**Problem:**
From the entries that follow, copy every line with the word "feather".

*** Opening Records provided ***

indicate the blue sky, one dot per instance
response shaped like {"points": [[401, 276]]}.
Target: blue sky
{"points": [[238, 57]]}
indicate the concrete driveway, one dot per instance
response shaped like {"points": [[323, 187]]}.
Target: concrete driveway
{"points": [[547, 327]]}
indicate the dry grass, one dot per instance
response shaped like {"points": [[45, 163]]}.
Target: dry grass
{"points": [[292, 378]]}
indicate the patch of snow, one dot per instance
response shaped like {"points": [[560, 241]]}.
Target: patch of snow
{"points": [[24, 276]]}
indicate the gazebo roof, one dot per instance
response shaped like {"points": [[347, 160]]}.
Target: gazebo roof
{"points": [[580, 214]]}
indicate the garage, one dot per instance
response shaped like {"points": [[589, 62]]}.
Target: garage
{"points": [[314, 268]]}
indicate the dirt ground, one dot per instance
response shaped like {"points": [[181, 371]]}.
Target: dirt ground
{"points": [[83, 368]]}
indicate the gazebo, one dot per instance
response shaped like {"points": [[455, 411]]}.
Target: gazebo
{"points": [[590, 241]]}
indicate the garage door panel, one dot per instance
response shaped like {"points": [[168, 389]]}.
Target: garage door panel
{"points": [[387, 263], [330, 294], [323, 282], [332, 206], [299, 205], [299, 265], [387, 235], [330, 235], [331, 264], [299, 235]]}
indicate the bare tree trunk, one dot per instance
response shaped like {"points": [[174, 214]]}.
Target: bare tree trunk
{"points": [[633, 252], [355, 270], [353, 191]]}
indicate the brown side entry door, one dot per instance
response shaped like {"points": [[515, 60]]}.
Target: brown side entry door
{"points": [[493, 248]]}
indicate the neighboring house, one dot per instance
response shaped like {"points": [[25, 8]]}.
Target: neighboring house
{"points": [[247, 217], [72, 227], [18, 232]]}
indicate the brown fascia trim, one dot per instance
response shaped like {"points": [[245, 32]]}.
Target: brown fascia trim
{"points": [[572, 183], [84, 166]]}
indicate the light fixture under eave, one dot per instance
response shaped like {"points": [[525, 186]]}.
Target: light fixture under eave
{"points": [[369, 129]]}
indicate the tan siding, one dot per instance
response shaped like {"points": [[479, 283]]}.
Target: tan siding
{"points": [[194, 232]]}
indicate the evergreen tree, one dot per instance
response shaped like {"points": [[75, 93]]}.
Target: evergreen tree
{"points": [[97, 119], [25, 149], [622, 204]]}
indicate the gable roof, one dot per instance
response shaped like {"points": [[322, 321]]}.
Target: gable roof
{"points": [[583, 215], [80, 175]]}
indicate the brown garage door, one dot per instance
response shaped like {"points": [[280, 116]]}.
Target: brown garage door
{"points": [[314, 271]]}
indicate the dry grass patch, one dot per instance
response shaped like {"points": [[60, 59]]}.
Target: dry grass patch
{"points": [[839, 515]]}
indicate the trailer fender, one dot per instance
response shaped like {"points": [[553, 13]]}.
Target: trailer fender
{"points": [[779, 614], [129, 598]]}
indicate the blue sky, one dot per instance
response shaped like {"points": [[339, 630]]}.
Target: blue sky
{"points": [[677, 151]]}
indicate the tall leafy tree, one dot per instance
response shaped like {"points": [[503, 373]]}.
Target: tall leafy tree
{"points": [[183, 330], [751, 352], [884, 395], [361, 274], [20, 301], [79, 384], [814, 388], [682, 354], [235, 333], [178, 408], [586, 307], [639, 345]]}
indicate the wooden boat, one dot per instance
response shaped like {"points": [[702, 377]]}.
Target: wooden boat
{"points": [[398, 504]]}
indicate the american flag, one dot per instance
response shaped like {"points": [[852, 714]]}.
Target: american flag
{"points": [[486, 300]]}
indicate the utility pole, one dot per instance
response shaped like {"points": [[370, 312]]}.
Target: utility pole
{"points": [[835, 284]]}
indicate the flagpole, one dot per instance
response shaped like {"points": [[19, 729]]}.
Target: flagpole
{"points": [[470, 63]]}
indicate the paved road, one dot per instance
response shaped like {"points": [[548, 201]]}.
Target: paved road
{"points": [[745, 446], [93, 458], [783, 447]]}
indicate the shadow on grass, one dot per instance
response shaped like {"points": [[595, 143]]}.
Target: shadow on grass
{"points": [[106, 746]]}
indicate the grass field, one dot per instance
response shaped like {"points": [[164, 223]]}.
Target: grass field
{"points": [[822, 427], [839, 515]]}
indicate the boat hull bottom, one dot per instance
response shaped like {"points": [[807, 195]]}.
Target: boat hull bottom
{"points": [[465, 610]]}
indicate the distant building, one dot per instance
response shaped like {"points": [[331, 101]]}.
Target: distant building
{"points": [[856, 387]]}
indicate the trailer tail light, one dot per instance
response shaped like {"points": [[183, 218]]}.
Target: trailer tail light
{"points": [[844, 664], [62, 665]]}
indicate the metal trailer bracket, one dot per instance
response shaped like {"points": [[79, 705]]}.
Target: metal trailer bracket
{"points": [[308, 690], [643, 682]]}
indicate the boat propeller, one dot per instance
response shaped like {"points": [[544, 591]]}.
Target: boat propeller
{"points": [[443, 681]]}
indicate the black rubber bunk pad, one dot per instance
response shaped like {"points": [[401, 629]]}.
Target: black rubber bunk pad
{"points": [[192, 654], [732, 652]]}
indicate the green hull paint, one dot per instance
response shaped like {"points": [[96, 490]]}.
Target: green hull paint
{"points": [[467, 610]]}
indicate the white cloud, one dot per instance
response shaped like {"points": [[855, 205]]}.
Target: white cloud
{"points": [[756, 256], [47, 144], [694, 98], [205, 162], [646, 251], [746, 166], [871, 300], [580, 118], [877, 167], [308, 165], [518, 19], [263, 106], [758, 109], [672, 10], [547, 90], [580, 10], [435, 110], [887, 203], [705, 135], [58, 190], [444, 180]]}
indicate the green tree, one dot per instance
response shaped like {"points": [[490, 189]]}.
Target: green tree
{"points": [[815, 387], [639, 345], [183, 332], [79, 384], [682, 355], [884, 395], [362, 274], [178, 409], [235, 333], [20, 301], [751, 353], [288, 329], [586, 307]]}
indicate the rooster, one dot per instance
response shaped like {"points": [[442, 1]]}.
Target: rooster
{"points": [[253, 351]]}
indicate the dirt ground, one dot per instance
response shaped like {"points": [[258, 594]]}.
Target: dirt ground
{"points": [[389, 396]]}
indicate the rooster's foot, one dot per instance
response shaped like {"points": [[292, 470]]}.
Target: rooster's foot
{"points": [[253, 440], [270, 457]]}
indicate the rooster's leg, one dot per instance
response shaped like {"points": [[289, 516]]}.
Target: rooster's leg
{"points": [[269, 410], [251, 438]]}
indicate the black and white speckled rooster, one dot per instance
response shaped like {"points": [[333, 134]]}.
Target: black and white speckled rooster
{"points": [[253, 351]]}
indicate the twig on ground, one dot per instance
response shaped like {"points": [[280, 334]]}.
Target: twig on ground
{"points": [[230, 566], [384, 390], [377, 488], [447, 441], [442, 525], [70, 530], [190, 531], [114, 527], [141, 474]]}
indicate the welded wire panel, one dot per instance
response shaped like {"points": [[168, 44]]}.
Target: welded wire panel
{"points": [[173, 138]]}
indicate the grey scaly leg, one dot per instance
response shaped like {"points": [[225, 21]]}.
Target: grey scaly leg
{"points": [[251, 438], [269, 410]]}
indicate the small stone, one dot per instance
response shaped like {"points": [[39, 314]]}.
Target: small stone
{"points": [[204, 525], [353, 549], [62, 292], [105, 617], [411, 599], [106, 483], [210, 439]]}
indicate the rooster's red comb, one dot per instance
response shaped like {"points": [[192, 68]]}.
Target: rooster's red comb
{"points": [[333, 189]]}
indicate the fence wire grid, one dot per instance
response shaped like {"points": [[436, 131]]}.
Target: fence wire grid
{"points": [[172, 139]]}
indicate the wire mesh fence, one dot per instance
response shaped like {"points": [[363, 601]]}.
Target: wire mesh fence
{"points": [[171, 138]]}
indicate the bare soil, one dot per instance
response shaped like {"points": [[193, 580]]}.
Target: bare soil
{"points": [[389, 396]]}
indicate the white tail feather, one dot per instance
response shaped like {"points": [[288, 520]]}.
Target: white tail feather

*** Closing Records provided ***

**Answer section:**
indicate the white tail feather, one dot per instance
Target: white tail feather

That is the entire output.